## Problem
Rewrite every one of the records below with "instance" replaced by "occurrence" and nothing else altered. Leave the pictures out of the rewritten version.

(Stored items)
** Start **
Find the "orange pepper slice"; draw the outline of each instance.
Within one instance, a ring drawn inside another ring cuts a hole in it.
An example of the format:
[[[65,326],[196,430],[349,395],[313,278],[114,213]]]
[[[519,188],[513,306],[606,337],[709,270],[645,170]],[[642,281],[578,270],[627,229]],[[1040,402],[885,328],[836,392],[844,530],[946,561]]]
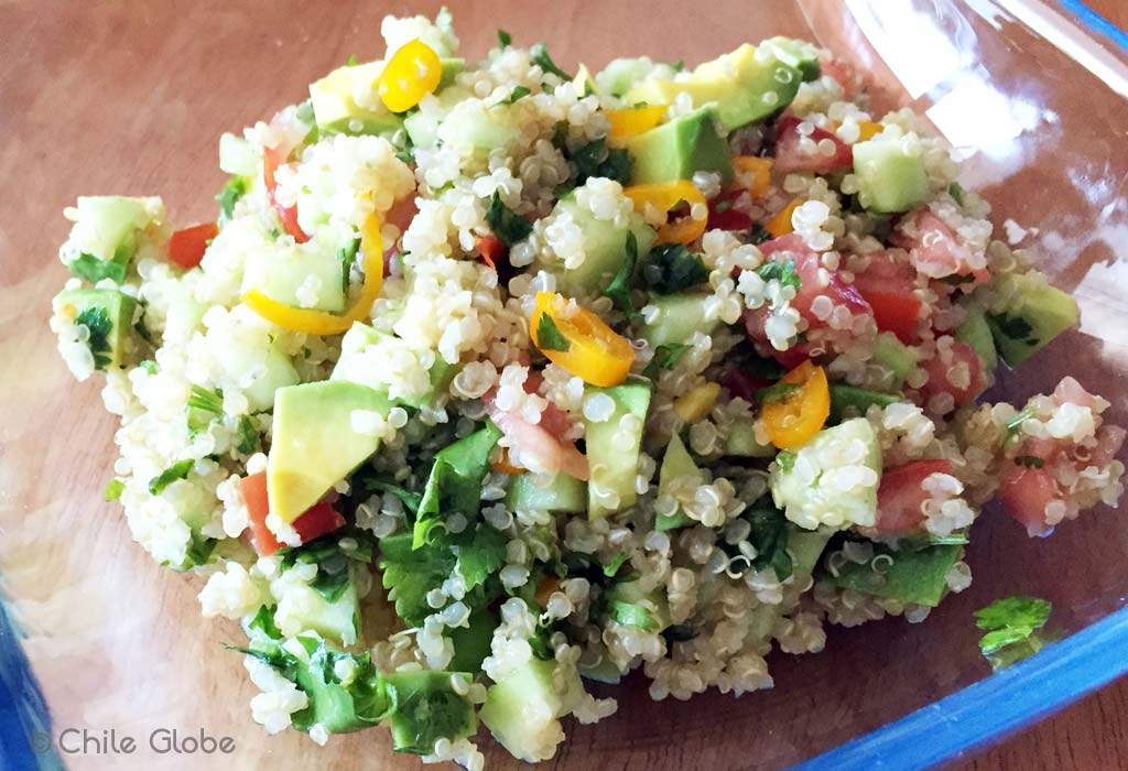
** End **
## Result for this task
Find the "orange pepper slice"; draw the outline of each occurrence.
Within one occurrence, a ring drawn inside another ring cuts a hole in it.
An example of the format:
[[[65,326],[196,430],[349,395],[313,278],[114,213]]]
[[[519,188],[513,306],[606,337],[709,270],[645,170]],[[642,281],[578,270],[627,229]],[[1040,402],[885,328],[836,392],[844,530],[946,561]]]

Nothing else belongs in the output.